Task statement:
Could you rewrite each of the rows below, changing "a single line" to "one line" and keeping everything else the same?
start Entries provided
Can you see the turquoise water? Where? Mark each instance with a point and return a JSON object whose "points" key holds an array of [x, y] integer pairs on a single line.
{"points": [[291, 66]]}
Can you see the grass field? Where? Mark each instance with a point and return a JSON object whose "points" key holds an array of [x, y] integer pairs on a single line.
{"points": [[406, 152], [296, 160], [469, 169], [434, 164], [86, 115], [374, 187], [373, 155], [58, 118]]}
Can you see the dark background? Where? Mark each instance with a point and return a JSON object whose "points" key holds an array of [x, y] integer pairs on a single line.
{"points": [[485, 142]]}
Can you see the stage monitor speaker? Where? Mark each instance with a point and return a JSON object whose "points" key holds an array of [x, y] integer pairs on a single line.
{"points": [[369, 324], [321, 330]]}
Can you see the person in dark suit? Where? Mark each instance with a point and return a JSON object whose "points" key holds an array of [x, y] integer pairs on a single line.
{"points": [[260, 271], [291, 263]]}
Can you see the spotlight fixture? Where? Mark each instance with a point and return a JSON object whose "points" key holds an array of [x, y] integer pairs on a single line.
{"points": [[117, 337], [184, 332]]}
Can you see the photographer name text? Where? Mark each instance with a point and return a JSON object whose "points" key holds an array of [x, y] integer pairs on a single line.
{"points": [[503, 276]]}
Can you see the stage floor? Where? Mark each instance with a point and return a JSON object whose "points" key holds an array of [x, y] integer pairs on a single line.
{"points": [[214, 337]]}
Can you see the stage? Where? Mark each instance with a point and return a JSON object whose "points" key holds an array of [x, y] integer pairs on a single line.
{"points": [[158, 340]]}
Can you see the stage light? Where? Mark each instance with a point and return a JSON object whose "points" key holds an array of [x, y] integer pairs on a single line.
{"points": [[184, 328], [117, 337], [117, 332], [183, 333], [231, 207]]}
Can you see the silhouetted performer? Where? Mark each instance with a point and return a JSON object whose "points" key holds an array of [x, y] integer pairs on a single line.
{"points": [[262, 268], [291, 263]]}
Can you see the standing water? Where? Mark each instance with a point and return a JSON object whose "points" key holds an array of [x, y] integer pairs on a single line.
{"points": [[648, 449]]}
end Entries provided
The reply:
Can you see the turquoise water? Where? Mark each instance with a point and return a JSON object whose "points" key holds an array of [x, y] integer pairs on one line.
{"points": [[291, 66]]}
Can you see the grass field? Where? Mark each instance with a point and return a JSON object whose "points" key holds an array of [x, y] integer pairs on one line.
{"points": [[406, 152], [296, 160], [469, 169], [434, 164], [86, 115], [374, 187], [373, 155], [58, 118]]}
Can you see the dark background? Where? Mark each instance with a point and return a JSON object whose "points" key holds an array of [x, y] integer pairs on one line.
{"points": [[485, 142]]}
Can you see the stage monitor speaker? Where? Mark each instance with a point and return a JSON object whose "points" key holds an array of [x, y] integer pairs on one line.
{"points": [[369, 324], [321, 330]]}
Can you see the person in dark suit? Where? Mark each instance with a point and return a JSON object whose "points" key holds an array of [x, y] integer pairs on one line.
{"points": [[260, 271], [291, 263]]}
Can you see the spotlight fixture? Where? Mark each instance with a point and return a JSON object whose "points" key holds an array of [x, y] integer pairs on one line.
{"points": [[117, 337], [184, 332]]}
Can you see the photographer name text? Where? Mark each instance with a point and return a JSON object whose "points" key holds an array of [x, y] integer pairs on one line.
{"points": [[503, 276]]}
Can you see the stage floor? Where? Mark each instance with a point and return a JSON object whose "points" key holds an array of [x, y] integer pairs on one line.
{"points": [[214, 337]]}
Can you see the stage? Where? Mark each instance with a point and return a JSON object whose "points" key holds an array of [x, y] integer pairs on one line.
{"points": [[158, 340]]}
Can you see the stage light? Where? Mark each instance with a point and return a JSON object whose "points" key holds an array of [x, y] integer pairs on one line.
{"points": [[184, 328], [117, 337], [117, 332], [183, 333], [231, 207]]}
Can you see the silhouetted performer? Where? Mark each instance with a point and return a JSON object whose "points" key holds an array of [x, y] integer pairs on one line.
{"points": [[262, 268], [291, 263]]}
Can you see the standing water? Where? Mark each instance with a point and return a JSON object whose "points" key holds an array of [x, y] integer pairs on one line.
{"points": [[648, 449]]}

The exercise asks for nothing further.